*** Records supplied Section Begins ***
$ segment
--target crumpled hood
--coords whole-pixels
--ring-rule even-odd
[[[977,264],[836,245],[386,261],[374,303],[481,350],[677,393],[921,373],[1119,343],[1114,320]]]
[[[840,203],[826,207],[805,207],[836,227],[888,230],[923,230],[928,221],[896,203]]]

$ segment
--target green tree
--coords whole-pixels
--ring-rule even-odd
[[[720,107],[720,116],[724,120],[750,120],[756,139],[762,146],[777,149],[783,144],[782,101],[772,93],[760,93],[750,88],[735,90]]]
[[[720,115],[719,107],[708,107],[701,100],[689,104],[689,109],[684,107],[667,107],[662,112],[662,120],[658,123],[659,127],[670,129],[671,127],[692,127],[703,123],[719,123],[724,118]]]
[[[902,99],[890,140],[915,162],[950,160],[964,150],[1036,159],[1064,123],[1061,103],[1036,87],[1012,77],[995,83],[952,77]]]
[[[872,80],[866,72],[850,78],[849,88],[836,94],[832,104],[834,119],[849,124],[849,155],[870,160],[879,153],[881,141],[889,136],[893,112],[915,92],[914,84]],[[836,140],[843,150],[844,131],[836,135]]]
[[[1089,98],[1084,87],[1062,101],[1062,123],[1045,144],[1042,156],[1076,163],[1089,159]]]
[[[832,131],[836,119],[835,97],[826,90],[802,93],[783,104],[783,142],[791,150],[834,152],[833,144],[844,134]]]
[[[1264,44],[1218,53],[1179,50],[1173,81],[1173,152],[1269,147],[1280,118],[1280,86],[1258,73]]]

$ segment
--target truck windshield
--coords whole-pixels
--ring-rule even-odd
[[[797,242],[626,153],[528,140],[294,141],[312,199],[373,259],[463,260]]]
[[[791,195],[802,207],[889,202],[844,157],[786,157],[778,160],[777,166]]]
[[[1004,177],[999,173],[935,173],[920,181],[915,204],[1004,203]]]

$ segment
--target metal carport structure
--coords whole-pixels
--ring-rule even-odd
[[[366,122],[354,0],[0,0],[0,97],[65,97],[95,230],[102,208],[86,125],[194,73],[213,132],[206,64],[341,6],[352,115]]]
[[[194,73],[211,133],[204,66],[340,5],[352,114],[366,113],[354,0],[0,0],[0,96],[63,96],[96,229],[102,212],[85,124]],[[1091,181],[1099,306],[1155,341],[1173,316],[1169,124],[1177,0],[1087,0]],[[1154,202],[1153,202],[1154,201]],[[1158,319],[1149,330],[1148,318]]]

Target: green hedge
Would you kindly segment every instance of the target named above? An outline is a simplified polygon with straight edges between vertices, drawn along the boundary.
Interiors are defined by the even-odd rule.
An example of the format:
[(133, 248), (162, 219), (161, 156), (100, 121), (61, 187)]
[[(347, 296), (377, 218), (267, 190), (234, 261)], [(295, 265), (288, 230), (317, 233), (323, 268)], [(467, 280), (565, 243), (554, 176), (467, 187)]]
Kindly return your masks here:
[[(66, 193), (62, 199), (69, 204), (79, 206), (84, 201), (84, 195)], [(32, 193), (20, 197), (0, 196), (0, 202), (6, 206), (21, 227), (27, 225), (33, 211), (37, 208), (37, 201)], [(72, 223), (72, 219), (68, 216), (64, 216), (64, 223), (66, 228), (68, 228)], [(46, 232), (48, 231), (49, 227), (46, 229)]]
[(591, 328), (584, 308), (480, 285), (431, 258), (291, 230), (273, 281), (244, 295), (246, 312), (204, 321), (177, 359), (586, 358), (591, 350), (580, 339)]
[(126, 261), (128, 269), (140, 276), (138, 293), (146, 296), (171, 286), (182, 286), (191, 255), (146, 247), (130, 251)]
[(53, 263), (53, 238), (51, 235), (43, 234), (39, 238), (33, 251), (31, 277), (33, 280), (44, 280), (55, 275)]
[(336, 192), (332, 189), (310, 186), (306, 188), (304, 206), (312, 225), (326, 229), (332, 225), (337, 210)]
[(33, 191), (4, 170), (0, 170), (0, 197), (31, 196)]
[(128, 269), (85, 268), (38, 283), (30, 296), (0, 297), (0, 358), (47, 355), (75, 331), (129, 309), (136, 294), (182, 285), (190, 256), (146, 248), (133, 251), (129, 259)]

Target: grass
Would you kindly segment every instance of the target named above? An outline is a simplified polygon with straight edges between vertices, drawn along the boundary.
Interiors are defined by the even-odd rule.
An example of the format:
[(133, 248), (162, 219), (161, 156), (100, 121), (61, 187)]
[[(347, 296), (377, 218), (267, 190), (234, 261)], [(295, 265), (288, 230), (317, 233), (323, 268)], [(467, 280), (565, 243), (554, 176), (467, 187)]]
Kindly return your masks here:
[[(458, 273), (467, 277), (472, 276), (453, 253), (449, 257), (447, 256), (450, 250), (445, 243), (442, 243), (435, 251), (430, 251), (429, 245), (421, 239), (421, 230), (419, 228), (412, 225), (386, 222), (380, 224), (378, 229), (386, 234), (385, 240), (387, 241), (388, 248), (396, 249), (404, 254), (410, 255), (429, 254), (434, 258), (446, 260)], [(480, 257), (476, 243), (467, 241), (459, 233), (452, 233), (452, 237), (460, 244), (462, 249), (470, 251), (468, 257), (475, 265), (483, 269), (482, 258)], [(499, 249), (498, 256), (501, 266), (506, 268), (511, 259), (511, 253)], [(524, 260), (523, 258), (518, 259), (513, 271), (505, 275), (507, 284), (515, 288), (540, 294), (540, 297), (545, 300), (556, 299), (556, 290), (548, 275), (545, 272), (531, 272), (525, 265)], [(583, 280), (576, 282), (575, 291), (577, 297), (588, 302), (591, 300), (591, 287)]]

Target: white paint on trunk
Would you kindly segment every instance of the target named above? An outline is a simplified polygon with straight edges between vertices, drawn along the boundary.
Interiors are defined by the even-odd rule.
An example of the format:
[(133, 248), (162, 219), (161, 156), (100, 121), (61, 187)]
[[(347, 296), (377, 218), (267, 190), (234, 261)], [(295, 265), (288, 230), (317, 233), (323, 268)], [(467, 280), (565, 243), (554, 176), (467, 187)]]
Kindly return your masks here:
*** Records supplied Section Ends ***
*** Records supplied Section Begins ***
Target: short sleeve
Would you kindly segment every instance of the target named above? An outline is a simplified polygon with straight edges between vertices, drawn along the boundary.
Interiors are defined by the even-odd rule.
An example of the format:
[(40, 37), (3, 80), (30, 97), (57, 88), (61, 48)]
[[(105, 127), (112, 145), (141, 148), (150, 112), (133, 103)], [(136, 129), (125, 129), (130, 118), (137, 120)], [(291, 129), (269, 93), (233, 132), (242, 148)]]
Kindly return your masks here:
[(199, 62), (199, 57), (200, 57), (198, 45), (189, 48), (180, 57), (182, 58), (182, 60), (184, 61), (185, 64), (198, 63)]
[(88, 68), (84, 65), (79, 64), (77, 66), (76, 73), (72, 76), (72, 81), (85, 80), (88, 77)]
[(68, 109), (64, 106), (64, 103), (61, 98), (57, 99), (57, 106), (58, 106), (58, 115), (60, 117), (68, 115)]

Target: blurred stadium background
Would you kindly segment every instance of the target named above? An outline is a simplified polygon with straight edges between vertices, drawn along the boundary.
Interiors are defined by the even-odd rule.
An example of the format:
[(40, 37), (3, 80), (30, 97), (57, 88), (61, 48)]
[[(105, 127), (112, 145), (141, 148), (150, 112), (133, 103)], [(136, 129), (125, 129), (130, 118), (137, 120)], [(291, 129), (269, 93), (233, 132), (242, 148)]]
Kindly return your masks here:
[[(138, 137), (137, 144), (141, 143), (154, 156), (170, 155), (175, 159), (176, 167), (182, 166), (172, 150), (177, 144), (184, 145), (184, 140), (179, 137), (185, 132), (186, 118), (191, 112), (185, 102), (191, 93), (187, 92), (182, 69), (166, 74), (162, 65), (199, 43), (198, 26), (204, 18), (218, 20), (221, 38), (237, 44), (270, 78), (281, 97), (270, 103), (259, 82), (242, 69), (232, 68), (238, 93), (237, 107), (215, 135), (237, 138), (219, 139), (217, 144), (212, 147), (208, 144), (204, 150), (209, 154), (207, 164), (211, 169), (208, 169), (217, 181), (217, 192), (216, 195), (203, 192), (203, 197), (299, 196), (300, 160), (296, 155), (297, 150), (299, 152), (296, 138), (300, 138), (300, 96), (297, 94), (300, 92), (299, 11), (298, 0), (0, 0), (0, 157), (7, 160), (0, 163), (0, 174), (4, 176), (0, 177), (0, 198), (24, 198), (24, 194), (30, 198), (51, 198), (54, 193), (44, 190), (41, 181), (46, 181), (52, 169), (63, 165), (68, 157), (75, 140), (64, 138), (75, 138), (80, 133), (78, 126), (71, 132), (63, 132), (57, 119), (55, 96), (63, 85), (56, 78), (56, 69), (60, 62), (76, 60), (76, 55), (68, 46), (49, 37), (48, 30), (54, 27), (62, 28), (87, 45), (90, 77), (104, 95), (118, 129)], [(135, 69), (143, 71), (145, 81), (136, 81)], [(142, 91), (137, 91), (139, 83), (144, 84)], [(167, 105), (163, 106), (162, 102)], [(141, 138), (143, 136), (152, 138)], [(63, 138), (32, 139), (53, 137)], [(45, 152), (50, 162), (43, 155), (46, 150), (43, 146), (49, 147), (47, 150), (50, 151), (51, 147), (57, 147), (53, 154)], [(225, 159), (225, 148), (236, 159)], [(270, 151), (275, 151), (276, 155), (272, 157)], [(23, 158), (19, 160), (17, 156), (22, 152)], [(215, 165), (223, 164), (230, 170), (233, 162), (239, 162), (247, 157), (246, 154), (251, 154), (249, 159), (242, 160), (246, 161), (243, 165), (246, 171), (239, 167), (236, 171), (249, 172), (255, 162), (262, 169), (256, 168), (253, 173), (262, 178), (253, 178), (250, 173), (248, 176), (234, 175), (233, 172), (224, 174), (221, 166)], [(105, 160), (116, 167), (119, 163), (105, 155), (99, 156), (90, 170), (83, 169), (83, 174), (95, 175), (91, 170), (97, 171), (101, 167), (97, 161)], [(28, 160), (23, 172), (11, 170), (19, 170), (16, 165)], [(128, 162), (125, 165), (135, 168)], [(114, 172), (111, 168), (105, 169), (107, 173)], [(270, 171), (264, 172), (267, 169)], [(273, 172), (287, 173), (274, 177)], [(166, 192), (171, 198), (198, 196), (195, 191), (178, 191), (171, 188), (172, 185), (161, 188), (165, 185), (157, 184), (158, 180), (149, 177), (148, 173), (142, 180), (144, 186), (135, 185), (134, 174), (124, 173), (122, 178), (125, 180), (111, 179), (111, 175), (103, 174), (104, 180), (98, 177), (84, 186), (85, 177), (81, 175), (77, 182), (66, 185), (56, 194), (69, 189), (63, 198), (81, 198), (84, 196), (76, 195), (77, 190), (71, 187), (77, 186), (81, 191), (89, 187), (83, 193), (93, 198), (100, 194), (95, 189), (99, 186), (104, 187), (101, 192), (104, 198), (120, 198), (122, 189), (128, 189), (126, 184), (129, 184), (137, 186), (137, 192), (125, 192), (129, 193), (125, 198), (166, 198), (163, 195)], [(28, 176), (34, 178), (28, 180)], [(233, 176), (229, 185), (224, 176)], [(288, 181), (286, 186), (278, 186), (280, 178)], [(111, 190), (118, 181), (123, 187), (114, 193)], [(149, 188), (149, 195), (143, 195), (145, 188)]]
*** Records supplied Section Ends ***
*** Records supplied Section Begins ***
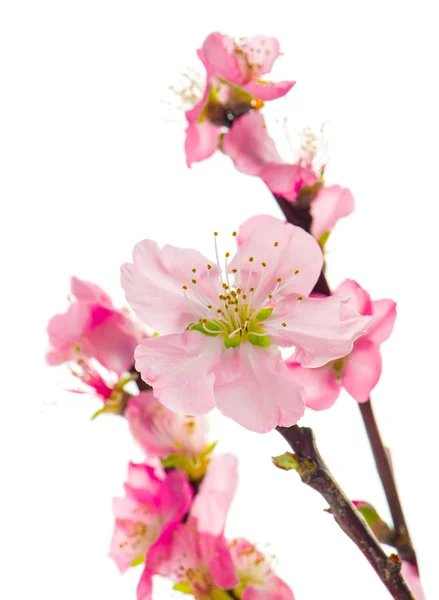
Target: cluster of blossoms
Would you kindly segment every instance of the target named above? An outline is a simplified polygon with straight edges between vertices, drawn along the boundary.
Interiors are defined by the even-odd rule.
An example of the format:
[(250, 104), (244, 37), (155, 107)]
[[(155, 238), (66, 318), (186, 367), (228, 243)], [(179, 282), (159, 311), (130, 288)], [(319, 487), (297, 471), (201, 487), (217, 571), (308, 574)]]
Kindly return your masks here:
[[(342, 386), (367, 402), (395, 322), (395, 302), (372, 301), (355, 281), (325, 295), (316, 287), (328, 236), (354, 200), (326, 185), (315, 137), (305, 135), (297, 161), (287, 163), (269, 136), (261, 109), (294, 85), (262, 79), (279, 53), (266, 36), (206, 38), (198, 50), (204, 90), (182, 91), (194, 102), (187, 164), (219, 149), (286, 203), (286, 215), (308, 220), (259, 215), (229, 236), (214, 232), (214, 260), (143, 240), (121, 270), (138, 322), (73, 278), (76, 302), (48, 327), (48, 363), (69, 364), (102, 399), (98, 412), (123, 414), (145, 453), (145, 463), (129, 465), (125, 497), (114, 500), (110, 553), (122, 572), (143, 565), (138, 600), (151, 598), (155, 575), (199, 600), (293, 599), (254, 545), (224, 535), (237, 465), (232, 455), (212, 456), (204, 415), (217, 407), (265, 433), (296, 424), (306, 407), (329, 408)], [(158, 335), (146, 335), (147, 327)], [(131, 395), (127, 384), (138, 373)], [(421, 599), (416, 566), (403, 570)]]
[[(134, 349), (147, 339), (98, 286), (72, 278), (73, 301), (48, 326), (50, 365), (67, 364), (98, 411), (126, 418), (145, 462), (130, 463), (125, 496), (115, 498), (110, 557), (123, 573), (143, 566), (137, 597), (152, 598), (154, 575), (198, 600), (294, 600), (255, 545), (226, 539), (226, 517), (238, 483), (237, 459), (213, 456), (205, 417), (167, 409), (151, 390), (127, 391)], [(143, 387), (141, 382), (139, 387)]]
*** Records supplied Section Ends ***
### To do:
Show all lines from the entries that hold "green".

### Written reply:
--target green tree
Target: green hedge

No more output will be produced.